Data to examine:
Content starts
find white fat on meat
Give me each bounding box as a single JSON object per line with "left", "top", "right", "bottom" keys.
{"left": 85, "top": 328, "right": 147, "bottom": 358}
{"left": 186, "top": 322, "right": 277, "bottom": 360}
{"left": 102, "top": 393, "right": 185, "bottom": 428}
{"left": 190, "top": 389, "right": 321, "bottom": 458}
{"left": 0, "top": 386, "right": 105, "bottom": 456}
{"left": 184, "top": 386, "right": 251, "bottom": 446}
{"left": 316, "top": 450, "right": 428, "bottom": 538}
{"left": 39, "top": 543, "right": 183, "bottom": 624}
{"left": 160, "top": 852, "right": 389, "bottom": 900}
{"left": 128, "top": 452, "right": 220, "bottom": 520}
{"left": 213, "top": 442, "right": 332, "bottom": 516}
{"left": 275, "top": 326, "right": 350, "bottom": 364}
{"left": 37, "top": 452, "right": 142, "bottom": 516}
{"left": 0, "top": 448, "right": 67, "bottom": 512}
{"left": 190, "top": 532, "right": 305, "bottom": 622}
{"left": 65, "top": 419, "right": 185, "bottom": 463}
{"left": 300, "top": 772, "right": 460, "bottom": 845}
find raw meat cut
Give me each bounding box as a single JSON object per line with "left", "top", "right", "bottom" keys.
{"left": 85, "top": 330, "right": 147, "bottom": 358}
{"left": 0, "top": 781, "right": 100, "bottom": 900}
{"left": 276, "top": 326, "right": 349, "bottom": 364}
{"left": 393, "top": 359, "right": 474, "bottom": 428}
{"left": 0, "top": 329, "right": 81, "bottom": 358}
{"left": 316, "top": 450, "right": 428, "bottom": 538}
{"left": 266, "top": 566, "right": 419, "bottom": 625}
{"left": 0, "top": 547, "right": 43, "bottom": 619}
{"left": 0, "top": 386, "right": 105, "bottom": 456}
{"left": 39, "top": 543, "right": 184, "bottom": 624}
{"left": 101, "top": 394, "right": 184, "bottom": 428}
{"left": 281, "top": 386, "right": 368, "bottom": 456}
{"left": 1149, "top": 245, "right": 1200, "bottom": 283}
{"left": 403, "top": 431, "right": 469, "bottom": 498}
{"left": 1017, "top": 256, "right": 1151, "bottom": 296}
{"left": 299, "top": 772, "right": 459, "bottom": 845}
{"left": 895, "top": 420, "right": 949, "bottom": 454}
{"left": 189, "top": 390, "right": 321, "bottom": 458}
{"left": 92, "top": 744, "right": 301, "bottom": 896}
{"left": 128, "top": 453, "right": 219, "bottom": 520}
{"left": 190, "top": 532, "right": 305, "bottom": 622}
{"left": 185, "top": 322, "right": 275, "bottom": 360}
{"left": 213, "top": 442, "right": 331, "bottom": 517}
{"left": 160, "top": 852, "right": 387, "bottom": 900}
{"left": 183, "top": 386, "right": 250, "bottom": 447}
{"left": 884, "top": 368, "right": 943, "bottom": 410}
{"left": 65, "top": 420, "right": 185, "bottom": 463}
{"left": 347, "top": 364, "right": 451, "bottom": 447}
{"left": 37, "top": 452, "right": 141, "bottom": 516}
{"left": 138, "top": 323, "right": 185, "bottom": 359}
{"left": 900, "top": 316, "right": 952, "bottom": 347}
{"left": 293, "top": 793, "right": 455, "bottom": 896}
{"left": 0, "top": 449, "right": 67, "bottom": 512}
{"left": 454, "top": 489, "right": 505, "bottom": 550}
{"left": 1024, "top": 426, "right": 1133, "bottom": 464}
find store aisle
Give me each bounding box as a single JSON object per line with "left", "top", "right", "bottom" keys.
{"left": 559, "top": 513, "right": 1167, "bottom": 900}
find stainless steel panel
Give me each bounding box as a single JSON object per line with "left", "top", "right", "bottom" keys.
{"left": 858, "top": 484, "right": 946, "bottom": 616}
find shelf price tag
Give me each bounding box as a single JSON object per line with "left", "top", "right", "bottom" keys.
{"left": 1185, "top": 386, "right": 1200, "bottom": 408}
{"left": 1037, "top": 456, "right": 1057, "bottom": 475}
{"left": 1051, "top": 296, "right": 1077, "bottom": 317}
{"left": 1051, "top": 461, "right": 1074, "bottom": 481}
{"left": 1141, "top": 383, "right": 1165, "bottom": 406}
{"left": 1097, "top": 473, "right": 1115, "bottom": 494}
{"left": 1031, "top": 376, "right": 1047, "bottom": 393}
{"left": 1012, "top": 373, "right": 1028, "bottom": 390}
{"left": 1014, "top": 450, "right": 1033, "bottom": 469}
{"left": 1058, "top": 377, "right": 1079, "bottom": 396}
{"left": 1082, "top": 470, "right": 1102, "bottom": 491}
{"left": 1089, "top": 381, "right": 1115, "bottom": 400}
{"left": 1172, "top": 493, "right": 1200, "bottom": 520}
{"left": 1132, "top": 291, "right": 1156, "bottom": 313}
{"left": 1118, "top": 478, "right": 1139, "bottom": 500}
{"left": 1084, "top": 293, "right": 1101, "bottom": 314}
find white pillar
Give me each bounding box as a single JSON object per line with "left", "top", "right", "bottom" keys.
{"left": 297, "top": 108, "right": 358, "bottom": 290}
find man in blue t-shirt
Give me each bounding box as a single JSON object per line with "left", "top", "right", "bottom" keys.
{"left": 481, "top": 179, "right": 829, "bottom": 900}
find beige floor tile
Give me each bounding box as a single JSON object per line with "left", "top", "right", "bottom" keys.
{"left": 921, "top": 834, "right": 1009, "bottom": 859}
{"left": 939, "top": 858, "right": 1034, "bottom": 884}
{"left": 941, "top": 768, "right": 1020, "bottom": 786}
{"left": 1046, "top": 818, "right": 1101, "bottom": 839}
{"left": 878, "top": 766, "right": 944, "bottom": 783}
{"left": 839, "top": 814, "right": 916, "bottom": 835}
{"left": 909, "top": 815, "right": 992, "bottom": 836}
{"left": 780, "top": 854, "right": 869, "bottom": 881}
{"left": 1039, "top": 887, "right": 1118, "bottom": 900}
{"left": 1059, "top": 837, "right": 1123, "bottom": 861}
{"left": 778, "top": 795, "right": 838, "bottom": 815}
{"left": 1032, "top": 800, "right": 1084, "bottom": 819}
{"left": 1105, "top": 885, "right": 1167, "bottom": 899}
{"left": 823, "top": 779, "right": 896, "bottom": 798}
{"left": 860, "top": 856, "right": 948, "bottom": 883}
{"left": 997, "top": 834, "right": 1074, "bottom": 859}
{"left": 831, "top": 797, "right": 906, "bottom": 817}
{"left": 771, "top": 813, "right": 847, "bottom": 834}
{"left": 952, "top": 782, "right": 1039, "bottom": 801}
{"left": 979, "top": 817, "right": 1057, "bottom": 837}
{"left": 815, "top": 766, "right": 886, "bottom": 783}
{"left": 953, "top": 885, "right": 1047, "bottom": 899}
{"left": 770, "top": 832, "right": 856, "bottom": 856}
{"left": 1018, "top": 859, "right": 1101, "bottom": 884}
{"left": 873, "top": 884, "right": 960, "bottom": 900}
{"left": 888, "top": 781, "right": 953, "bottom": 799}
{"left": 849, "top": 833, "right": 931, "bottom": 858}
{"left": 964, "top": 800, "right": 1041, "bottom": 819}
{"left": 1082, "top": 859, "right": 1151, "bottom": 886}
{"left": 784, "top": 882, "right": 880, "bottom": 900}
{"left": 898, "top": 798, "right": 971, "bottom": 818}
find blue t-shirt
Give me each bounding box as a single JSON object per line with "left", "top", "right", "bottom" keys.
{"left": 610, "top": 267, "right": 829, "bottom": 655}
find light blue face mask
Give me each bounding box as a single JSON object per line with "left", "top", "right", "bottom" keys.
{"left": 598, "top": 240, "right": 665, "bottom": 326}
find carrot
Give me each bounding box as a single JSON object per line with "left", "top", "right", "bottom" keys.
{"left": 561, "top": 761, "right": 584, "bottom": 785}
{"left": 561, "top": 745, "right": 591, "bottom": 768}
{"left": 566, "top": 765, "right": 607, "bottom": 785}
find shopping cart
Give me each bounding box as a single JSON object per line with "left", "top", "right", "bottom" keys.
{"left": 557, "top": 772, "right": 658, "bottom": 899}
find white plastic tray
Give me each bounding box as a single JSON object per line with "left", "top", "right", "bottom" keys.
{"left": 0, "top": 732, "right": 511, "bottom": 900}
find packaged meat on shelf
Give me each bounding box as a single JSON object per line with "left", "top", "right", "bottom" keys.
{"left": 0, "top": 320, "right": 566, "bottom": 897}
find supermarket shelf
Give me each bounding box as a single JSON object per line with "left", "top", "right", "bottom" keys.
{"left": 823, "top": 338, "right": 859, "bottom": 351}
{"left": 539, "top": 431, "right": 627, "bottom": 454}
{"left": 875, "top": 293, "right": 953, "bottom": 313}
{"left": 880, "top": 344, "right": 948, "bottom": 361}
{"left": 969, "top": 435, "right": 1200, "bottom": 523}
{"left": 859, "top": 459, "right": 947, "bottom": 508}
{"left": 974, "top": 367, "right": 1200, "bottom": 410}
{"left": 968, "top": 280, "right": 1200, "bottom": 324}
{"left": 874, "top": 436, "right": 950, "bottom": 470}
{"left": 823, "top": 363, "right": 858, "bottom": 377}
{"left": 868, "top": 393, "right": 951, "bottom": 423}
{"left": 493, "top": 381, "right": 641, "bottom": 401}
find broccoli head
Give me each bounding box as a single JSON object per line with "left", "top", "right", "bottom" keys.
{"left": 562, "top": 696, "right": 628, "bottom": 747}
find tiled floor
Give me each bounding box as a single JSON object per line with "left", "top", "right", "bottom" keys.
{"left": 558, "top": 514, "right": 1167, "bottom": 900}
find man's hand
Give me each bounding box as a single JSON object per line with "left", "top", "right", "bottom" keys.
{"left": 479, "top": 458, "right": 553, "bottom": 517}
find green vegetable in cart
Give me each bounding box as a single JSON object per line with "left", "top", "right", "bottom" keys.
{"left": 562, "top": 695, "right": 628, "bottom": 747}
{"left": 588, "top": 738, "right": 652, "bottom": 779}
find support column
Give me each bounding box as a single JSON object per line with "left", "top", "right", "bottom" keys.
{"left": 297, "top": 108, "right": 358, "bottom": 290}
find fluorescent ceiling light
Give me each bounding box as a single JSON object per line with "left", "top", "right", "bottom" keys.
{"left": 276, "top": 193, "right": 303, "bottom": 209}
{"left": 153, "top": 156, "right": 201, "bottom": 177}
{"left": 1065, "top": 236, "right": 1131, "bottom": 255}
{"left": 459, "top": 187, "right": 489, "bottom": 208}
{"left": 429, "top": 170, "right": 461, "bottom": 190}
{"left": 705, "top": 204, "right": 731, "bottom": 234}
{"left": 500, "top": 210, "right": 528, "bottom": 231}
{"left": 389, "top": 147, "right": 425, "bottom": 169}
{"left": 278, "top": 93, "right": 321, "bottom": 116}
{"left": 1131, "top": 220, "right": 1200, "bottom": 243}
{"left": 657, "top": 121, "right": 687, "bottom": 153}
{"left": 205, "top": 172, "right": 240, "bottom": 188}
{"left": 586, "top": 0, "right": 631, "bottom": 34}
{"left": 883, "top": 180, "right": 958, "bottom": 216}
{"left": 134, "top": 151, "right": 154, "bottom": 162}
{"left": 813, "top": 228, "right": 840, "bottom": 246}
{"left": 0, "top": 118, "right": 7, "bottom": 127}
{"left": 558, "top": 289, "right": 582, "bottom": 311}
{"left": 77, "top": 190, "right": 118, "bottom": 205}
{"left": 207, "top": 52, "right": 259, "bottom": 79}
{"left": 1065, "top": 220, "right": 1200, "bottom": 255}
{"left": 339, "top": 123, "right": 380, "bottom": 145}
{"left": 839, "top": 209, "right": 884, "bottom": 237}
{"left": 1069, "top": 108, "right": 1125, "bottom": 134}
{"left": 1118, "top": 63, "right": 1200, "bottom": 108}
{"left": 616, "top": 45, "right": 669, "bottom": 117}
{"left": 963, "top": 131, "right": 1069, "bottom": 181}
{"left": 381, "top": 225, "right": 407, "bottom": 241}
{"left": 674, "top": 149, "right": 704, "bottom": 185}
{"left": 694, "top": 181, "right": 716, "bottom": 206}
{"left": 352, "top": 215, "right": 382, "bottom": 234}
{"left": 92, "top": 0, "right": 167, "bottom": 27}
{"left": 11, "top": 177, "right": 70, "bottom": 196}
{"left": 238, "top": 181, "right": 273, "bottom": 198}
Content ends
What the exercise asks: Select all lines in the listing that include the word "light".

Exercise response:
find light blue face mask
find fluorescent ceiling light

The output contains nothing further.